- What is being asked -
For the data below, work out how many lines include the string "stupa" and report only the number.
· · · ·
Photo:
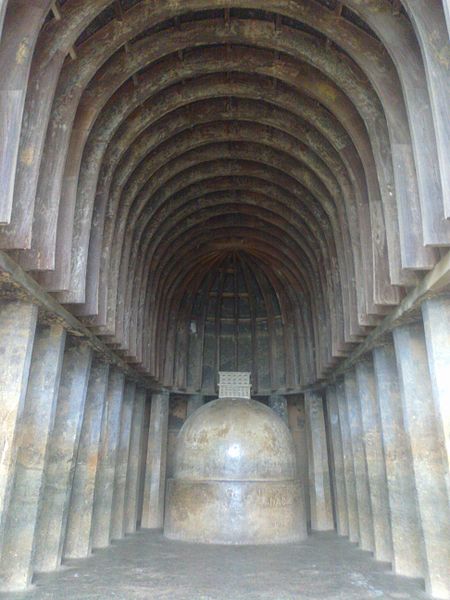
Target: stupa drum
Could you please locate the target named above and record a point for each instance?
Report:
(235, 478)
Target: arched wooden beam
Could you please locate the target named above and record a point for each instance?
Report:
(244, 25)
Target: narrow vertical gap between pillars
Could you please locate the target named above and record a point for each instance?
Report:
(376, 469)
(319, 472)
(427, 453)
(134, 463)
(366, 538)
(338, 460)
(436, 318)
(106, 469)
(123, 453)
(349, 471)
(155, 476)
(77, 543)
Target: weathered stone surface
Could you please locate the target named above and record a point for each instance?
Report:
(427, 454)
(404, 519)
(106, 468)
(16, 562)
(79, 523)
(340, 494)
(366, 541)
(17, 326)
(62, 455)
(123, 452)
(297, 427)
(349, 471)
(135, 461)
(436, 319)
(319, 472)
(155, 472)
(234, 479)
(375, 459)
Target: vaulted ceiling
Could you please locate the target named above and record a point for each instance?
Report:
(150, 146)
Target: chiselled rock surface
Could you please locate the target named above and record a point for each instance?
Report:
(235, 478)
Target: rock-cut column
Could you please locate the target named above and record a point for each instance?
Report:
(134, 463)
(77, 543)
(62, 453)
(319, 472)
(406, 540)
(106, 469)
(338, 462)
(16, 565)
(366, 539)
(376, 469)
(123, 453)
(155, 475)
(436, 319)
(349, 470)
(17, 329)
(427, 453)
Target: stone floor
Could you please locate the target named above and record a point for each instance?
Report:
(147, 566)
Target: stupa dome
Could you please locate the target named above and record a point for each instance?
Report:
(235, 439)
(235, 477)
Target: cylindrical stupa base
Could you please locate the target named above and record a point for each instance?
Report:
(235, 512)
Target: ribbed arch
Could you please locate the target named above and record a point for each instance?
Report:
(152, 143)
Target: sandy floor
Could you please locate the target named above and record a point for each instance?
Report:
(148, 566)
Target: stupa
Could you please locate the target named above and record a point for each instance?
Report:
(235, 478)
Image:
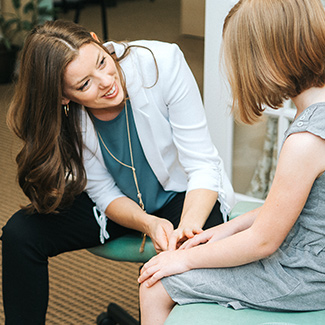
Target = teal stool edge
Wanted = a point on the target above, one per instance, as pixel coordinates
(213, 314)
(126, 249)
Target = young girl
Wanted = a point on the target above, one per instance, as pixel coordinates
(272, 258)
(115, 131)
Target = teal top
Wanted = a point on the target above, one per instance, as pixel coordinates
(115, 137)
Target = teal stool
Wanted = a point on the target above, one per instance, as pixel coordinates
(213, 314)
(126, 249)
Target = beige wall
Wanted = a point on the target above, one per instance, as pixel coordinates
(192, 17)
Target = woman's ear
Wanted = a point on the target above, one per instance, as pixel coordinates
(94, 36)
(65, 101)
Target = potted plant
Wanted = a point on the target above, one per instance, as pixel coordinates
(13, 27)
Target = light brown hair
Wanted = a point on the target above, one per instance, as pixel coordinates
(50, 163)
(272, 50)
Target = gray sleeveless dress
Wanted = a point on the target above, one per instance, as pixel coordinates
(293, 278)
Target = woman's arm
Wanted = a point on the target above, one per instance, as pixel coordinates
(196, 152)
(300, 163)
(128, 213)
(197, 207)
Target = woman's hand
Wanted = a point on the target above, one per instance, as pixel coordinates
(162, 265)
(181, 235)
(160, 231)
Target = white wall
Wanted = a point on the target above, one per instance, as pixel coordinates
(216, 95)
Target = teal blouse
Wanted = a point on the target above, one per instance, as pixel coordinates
· · · ·
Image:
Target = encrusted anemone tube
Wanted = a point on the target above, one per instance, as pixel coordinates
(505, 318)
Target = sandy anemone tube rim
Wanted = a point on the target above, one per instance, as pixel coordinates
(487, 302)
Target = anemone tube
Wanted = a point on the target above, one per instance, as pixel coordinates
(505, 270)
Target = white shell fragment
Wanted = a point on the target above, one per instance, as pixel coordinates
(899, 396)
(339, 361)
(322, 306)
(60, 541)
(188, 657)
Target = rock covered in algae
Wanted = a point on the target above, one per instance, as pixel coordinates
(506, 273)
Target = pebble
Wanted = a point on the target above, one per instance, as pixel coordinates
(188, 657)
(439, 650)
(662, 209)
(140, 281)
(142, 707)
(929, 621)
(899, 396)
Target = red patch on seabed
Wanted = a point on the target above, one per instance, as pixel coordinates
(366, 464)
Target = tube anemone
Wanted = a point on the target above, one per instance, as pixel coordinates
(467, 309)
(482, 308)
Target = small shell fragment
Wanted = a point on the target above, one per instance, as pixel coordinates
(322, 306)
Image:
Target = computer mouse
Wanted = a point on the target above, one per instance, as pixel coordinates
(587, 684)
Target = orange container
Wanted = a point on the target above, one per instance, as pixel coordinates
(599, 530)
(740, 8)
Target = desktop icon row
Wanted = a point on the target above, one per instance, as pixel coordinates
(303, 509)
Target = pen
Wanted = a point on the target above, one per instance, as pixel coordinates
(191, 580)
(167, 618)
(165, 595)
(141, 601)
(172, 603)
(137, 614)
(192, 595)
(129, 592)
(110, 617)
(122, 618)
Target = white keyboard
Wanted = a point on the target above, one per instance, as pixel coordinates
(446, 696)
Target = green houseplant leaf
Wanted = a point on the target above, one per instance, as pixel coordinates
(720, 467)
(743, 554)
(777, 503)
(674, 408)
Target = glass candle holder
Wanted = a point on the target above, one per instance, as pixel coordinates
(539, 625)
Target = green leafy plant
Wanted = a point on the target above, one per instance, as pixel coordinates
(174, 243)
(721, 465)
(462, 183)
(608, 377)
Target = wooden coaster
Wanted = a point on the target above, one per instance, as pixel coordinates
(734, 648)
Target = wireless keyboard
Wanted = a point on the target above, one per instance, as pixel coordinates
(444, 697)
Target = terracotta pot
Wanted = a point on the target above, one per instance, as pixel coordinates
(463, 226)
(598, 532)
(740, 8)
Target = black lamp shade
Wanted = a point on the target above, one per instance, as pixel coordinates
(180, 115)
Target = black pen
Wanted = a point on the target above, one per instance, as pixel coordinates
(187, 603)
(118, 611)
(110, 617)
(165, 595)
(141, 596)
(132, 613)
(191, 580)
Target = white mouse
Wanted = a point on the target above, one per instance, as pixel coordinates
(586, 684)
· · · ·
- Exercise output -
4